_What is being asked_
Quote the data below word for word, keeping every line, bracket, and punctuation mark unchanged.

_Extracted information_
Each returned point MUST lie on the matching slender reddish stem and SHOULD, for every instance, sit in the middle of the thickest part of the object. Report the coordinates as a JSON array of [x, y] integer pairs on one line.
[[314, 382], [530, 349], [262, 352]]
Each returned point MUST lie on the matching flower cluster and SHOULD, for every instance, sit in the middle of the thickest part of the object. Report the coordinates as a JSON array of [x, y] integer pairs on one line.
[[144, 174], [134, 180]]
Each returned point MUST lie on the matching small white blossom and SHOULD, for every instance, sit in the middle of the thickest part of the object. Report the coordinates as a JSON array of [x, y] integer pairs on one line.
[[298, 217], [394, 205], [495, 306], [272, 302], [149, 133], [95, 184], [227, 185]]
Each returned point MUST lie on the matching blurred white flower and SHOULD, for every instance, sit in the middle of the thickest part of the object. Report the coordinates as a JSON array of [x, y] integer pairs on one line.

_Output for this exercise_
Each returned point MUST lie on the matching slender reddish stem and SHOULD, for every instance, sit in the middle of the thickest part of the object. Report the coordinates as a JSON array of [x, y] integer pairs on one line.
[[314, 382], [530, 349], [262, 352]]
Each returned point MUST lie on the matching flower cluster and SHOULD, for every instance, sit in the middle of the thickest part of the object. Report the coordinates as a JSON array of [x, y] integer pairs on one line.
[[144, 174], [134, 180]]
Each returned point MUST lie on the matching small white blossom and SHOULD, for every instance, sit in the middle of the thickest part of the object. Report the coordinates as a JSON array of [x, y] integer pairs on one line.
[[298, 217], [394, 205], [495, 306], [272, 302], [149, 133], [95, 184], [227, 185]]
Each returned point MUST lie on the matching blurred white flower and SHOULD, for every instance, sit in the middle of the thickest part of the object. Report the coordinates as a JSON array of [x, y] integer pairs on one line.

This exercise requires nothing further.